| TASK DETAILS |
Shift every coordinate in the answer points up by 126, and write out the listing below again with the requests kept. Begin at the line that has "Practice. Place a point on every instance of the train" and stop after the last line of the listing.

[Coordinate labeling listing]
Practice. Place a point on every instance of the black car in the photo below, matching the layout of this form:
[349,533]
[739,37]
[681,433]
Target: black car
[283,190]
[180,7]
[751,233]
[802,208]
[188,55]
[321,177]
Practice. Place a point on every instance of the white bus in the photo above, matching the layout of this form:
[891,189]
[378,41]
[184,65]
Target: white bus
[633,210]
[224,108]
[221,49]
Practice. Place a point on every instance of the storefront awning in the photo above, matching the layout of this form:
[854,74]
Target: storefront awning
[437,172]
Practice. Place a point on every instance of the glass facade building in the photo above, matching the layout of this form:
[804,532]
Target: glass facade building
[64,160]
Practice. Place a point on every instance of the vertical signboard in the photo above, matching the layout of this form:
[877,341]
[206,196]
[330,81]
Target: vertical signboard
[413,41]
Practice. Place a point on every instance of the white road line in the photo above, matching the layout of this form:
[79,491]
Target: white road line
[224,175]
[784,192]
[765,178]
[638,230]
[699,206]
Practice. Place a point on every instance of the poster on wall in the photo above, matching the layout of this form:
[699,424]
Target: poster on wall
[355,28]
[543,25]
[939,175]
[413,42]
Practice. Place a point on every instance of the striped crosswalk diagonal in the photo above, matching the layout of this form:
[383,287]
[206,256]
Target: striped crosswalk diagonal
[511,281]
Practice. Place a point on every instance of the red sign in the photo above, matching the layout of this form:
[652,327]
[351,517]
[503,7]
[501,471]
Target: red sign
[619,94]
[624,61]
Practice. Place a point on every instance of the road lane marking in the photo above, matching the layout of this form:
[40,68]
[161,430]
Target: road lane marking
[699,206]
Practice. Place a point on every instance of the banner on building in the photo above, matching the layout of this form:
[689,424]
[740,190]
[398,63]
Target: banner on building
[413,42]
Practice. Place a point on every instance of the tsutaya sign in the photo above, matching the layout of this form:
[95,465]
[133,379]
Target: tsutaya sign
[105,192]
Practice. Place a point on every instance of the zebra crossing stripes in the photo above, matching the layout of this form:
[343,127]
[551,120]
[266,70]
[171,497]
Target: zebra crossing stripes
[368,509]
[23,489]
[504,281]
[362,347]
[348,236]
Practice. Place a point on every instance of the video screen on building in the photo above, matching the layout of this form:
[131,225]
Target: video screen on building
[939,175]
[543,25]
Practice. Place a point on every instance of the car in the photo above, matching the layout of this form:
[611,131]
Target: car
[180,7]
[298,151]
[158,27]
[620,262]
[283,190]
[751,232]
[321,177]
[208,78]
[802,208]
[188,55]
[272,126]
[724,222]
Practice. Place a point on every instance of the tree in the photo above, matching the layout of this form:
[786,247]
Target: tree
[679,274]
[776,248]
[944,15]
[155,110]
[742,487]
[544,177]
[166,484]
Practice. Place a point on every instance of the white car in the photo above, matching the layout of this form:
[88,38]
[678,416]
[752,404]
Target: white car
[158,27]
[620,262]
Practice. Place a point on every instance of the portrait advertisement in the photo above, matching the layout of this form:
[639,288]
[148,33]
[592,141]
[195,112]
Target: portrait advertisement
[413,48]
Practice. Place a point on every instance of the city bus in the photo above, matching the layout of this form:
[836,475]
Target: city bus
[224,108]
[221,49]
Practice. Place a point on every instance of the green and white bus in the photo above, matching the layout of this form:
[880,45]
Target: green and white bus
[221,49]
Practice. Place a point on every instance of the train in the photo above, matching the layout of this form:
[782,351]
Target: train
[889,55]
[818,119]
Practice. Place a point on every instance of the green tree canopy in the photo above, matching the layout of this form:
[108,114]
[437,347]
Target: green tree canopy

| ANSWER TO THIS EXERCISE |
Practice. Place a point on every instance of the train in the photo above, matching the layout of this form:
[782,351]
Target: train
[1015,181]
[944,245]
Practice. Place a point on every instance of the green tree canopy in the photo above, matching the layout of this form:
[108,114]
[437,347]
Target: green tree canopy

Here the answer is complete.